Exercise requirements:
• a. Answer these questions using the post about Thailand and Burma, one answer per line, marked the same way:
(i) What was the first thing the writer found in Thailand?
(ii) Which organization led the delegation the writer joined?
(iii) On what date did the group approach the new camp of internally displaced people?
• b. Retype the part of the post about Thailand and Burma that starts at "The first thing" and ends at "mark my soul.", with no changes.

Text block:
Sunday, January 27, 2008

In Thailand I found Burma

The first thing I found in Thailand was a book about Aung San Suu Kyi. Reading in the nights on my way to Bangkok I was still unaware that I would meet some of the people I read about.

Last week I joined a delegation led by Burma Campaign UK on a field trip to the border area in northern Thailand. What I saw, heard and and learned is impossible to forget. When we approached a new camp of internally displaced people on the Burmese side of the Salaween river on 15th of January I felt I was going somewhere, a one way trip bound to mark my soul.

Extracted data:
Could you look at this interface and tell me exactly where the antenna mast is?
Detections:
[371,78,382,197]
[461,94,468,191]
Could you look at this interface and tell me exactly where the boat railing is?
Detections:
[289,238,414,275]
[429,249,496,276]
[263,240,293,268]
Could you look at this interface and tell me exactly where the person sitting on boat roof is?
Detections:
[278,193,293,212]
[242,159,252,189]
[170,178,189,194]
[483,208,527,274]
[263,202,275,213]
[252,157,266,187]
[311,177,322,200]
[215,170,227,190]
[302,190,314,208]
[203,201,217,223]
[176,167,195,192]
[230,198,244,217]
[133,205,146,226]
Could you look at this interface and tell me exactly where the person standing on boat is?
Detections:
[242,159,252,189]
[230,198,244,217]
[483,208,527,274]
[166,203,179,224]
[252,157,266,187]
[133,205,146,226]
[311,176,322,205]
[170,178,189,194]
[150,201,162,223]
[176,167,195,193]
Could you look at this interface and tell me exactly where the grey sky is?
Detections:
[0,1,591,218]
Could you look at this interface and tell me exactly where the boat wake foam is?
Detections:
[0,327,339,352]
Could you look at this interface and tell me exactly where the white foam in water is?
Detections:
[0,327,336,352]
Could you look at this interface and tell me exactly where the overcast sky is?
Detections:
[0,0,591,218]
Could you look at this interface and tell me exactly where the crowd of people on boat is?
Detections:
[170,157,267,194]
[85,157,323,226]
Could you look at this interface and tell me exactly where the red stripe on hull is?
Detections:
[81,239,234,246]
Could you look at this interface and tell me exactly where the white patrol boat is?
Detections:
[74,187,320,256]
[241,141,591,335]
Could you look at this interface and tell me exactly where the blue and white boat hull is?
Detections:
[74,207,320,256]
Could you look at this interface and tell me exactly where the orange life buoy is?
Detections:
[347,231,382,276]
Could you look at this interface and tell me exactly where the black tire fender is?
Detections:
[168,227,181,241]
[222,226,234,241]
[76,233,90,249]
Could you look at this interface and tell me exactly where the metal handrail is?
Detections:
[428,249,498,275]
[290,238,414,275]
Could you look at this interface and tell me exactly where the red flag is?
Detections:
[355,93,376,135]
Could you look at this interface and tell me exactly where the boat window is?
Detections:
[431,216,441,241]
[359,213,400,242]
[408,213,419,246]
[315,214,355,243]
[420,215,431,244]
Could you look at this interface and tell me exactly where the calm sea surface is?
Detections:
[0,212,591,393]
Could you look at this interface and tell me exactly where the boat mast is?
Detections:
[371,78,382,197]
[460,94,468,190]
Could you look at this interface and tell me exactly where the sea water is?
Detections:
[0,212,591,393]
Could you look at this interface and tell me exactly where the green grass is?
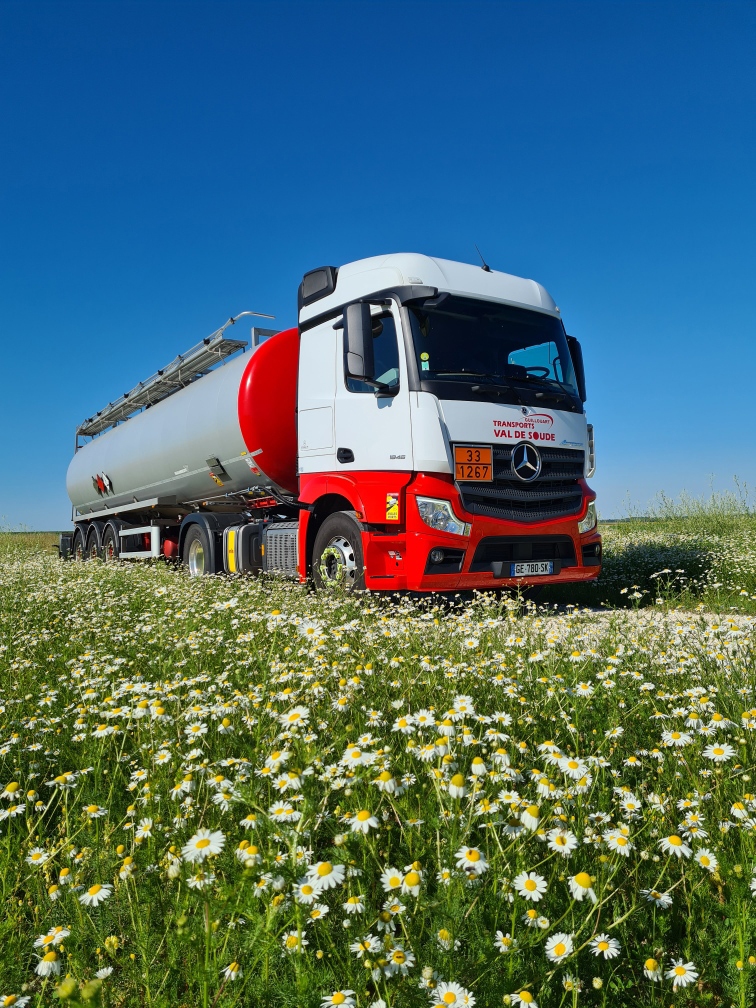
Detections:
[0,515,756,1008]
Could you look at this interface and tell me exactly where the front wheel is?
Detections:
[312,511,365,592]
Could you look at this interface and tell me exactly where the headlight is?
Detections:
[415,497,470,535]
[578,501,598,532]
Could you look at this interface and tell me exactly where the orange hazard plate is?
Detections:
[455,445,494,483]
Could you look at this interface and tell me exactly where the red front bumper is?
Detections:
[363,474,601,592]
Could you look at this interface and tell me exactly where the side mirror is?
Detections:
[344,301,375,381]
[568,336,587,402]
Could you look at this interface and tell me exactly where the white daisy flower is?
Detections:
[181,830,226,863]
[79,882,113,906]
[494,931,517,952]
[347,808,380,834]
[659,834,692,858]
[591,934,620,959]
[293,875,321,906]
[342,895,365,913]
[545,931,573,963]
[512,872,548,903]
[664,959,699,991]
[34,950,60,977]
[307,861,346,889]
[455,847,488,875]
[321,988,356,1008]
[381,868,404,892]
[431,980,475,1008]
[568,872,597,903]
[643,959,661,981]
[695,847,719,872]
[281,929,309,955]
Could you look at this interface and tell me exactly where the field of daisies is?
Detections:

Exercise results:
• a.
(i) A book about Aung San Suu Kyi.
(ii) Burma Campaign UK.
(iii) The 15th of January.

• b.
The first thing I found in Thailand was a book about Aung San Suu Kyi. Reading in the nights on my way to Bangkok I was still unaware that I would meet some of the people I read about.

Last week I joined a delegation led by Burma Campaign UK on a field trip to the border area in northern Thailand. What I saw, heard and and learned is impossible to forget. When we approached a new camp of internally displaced people on the Burmese side of the Salaween river on 15th of January I felt I was going somewhere, a one way trip bound to mark my soul.